---- Data for this exercise
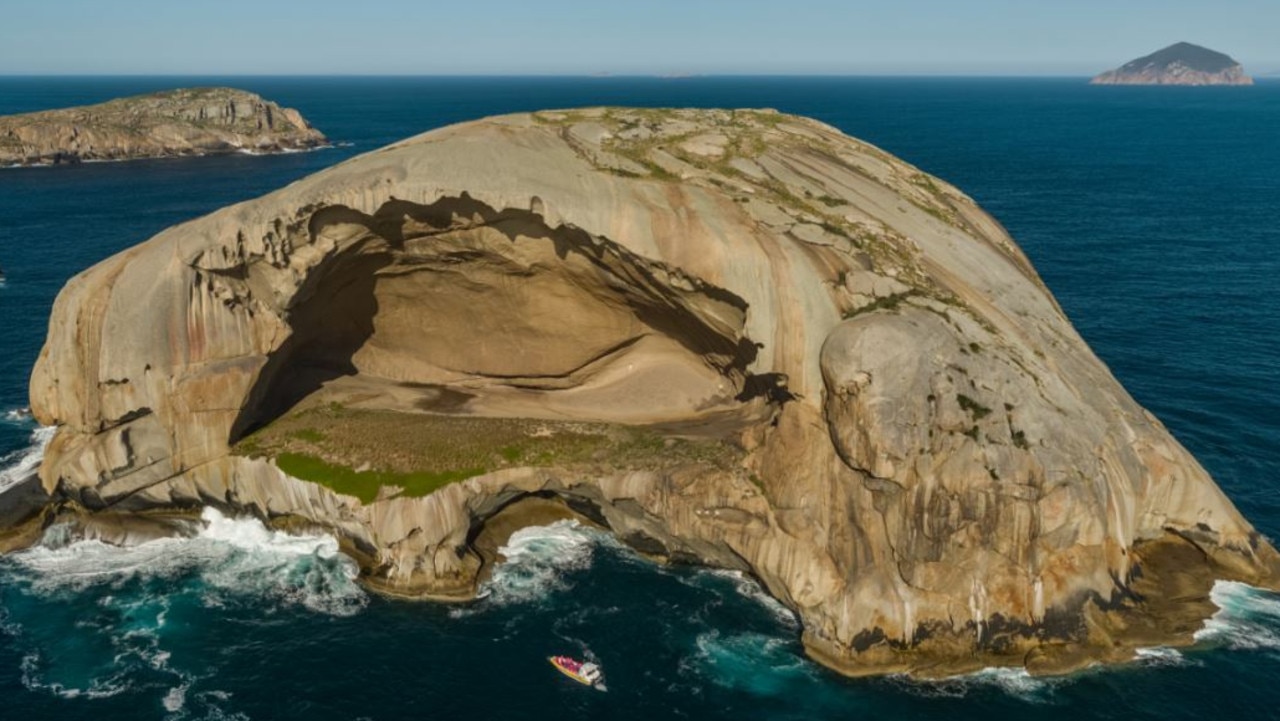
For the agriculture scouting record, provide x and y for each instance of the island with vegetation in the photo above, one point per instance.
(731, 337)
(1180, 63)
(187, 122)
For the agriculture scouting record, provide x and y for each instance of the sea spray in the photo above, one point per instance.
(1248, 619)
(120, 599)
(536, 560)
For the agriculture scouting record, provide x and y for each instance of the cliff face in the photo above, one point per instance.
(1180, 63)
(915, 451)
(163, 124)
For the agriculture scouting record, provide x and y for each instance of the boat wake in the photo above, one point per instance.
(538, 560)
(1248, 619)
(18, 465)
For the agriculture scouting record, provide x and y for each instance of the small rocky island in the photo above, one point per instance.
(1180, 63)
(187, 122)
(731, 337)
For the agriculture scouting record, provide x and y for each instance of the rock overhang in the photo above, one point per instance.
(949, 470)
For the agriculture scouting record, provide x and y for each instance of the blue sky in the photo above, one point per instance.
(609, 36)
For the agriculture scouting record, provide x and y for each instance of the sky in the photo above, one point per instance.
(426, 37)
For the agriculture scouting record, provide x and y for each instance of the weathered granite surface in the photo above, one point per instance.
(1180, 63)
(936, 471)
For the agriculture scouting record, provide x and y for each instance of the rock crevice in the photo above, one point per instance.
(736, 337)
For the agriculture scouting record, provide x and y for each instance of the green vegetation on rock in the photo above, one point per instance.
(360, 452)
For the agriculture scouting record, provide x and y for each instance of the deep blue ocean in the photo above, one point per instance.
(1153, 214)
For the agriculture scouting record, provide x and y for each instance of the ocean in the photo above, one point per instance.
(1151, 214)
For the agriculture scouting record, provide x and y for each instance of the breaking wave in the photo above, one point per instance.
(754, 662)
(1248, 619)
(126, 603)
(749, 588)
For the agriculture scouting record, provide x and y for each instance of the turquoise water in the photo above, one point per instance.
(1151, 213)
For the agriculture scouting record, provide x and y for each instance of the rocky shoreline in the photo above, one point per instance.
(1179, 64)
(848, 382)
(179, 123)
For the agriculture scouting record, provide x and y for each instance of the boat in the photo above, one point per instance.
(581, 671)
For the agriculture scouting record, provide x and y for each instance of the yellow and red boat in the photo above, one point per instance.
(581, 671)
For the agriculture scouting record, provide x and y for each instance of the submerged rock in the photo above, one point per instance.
--------
## Set exercise
Starting at the beginning of the rows above and stopping after the line that contains "(1153, 214)", copy them out again with "cliff face" switched to "rock wall" and everything else left the same. Leave the pictures out of your answer.

## Answer
For the agriculture scouting record, provide x and y for each instance of the island with vegetation in the photo above, one point per instance.
(731, 337)
(1180, 63)
(187, 122)
For the agriculture scouting record, provide x and y for each instance of the sea spray in the photo above, one point per instance.
(1248, 619)
(120, 599)
(536, 560)
For the agriculture scouting record, provide x and y for each instance of the rock wall in the photo above, one point per instance.
(1180, 63)
(915, 451)
(163, 124)
For the agriculture scouting record, provide x and y for each instance of the boat wake in the photo above, one point per instance.
(538, 560)
(1248, 619)
(18, 465)
For the agriculture scouting record, provide x and y for each instance of the small rocky island in the photo above, one point per instance.
(1180, 63)
(187, 122)
(731, 337)
For the agriculture scouting record, provide x and y for each instance of the rock overhang in the photo above, one point per instance.
(949, 470)
For the agriculture scouting record, provide x and y for each instance of the blue sky in the photo above, one point per instance.
(609, 36)
For the agriculture scouting record, provide x and y for each instance of the sky in the photo above, one point per instance.
(426, 37)
For the agriculture scouting record, provide x and y for each instance of the weathered granite surface in the photo above, one point per instance.
(1180, 63)
(936, 471)
For the agriculture scouting record, provide x and y for each instance of the rock crevice in the photo above, one point per instance.
(736, 337)
For the agriculture scouting record, provide x and y for each instance of the green vegetation on rock in the photo above, one point per instance.
(360, 452)
For the agriculture scouting record, provide x and y for each instance of the deep blue ocean in the photo above, one point per instance.
(1153, 214)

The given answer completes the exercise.